[Raw listing]
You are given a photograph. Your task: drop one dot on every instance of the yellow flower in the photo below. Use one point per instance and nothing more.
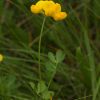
(49, 8)
(1, 57)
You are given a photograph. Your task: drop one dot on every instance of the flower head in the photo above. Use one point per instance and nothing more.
(49, 8)
(1, 57)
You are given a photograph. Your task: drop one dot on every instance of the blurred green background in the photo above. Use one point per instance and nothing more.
(78, 36)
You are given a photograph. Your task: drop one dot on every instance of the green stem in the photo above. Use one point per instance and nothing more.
(39, 48)
(52, 76)
(91, 63)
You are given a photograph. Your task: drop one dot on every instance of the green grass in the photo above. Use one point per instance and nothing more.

Aim
Write out every line of the listing above word for word, leaving out the pictures.

Written reply
You are given a photograph. Your task: drop one dot on every instance of the yellow flower in the photo below. Use one point per instance and nothing more.
(49, 8)
(1, 57)
You are given a photograph. Your task: drop one dot on every instance of the flower head in the photo above. Use one point per instance and nothing more.
(49, 8)
(1, 57)
You are given a photograph. Your task: drop one dot on every instance of the blurred green background in the photo above. Use one point per instance and nothing more.
(78, 36)
You are given a photograph. Your task: drop one dot on every instance of the green stem in the photo above. Use one point per instance and nothing more.
(39, 48)
(52, 76)
(91, 63)
You are given a photograph. Your task: drop one dot on every instance of the green grass in the photo above. Use one point per instance and nothing more.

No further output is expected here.